#### [Aim of the exercise]
Extend the news piece about Street Feast's shift toward helping isolated and vulnerable people in Ireland, picking up after its final sentence.

#### [Document excerpt]
....
Community film projection in Cork, Ireland, Source: Scott Duggan / Twitter

Street Feast changing focus in Ireland

Street Feast changing focus in Ireland

The movement harnesses its Neighborhood Network to help vulnerable people struggling in the coronavirus crisis

Street Feast, a growing international movement of street parties and community celebrations originated in Ireland 11 years ago with the aim of fostering community spirit and tackling loneliness and isolation. Now, facing the harsh reality of coronavirus-related restrictions, the movement has announced a focus shift.    

As social distancing rules make group activities impossible, Street Feast is putting efforts into supporting communities in isolation, and in particular, those people that are most vulnerable and at risk. For this purpose, it has activated its Neighbourhood Network of Street Feasters, which brings together grassroots community support groups across Ireland.

Using the Street Feast page, participants will work together and waste no time in recruiting neighbours, managing tasks and coordinating a local response to the contagion and its economic repercussions.
....
#### [Extracted information]
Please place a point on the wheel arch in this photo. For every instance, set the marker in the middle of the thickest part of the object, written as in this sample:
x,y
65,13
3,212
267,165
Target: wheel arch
....
#### [Result of the exercise]
Exciting stories of community support

Every Monday, Street Feast will publish a newsletter,  highlighting inspirational stories of community support submitted by members and locals over the preceding week. One of the first posts portrays Cork resident and freelance production manager Scott Duggan, who came up with the idea of projecting classic movies on a building’s blind façade with voluntary donations going to a charity. “Listening to the movie on an FM signal sitting in our own separate front gardens made us all feel a little less alone,” writes Duggan’s neighbour Clare Keogh on Twitter.

Castlebar, County Mayo enthusiasts have dropped a newsletter aptly named “Strange Times” in people’s letterboxes, inviting them to pop out into their front garden for a shared but safely distanced cup of tea at 3 o’clock. A third story tells how residents of hip Dublin neighbourhood Stoneybatter are displaying teddy bears in their front windows for children to spot and enjoy while out walking with their parents.

Can we really connect while staying apart? Trailblazers like Street Feast show us that we can, helping others along the way.